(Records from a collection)

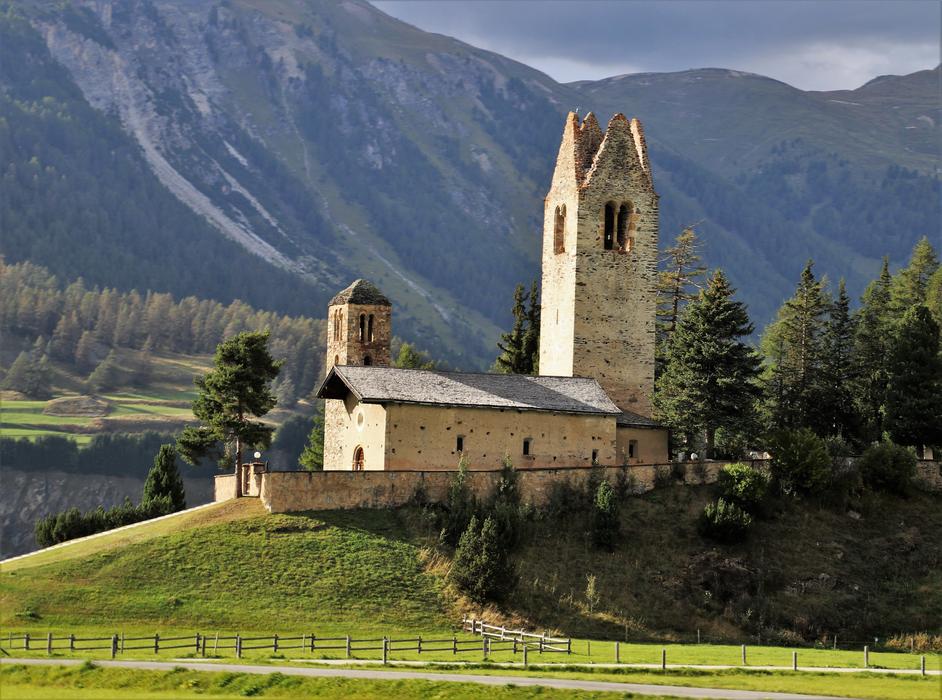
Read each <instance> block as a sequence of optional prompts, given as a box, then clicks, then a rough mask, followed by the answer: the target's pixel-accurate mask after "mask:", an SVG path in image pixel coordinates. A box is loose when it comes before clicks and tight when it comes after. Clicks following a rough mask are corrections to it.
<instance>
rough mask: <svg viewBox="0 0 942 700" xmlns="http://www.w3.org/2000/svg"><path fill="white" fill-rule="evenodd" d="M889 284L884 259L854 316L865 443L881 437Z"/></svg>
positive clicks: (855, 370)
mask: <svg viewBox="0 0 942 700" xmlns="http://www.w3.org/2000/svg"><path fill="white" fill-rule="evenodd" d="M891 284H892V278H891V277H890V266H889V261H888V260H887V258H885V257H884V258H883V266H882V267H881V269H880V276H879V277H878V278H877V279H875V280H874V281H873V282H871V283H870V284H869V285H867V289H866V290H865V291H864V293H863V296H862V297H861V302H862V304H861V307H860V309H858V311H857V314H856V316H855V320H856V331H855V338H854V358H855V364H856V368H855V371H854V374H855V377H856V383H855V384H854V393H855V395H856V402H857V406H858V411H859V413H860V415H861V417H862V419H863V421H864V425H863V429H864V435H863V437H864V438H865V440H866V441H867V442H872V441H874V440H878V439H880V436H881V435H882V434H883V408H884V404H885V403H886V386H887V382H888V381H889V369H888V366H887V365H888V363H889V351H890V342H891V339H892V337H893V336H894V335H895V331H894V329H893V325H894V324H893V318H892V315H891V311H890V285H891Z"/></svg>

_What you have to do_. Restate it all word for word: every record, no pictures.

_Completed exercise_.
Read each <instance> block as a sequence of optional prompts, given as a box, then clicks, then a rough mask, followed by the answer: the target's pixel-accurate mask after "mask:", an SVG path in image pixel coordinates. A box is loose when it comes before clicks and tight when it comes after. Clicks following a rough mask are corrections to it.
<instance>
rough mask: <svg viewBox="0 0 942 700" xmlns="http://www.w3.org/2000/svg"><path fill="white" fill-rule="evenodd" d="M889 284L884 259L854 316L865 443L881 437Z"/></svg>
positive clicks: (855, 370)
mask: <svg viewBox="0 0 942 700" xmlns="http://www.w3.org/2000/svg"><path fill="white" fill-rule="evenodd" d="M891 284H892V278H891V277H890V266H889V261H888V260H887V258H885V257H884V258H883V266H882V267H881V269H880V276H879V277H878V278H877V279H875V280H874V281H873V282H871V283H870V284H869V285H867V289H866V290H865V291H864V293H863V296H862V297H861V302H862V304H861V307H860V309H858V311H857V314H856V316H855V320H856V331H855V338H854V358H855V364H856V368H855V371H854V374H855V377H856V383H855V384H854V393H855V395H856V402H857V406H858V411H859V413H860V415H861V417H862V419H863V421H864V425H863V429H864V435H863V437H864V438H865V440H866V441H867V442H872V441H874V440H878V439H880V436H881V435H882V434H883V408H884V404H885V403H886V386H887V382H888V381H889V369H888V366H887V365H888V363H889V351H890V342H891V339H892V337H893V336H894V335H895V331H894V329H893V325H894V324H893V318H892V315H891V311H890V285H891Z"/></svg>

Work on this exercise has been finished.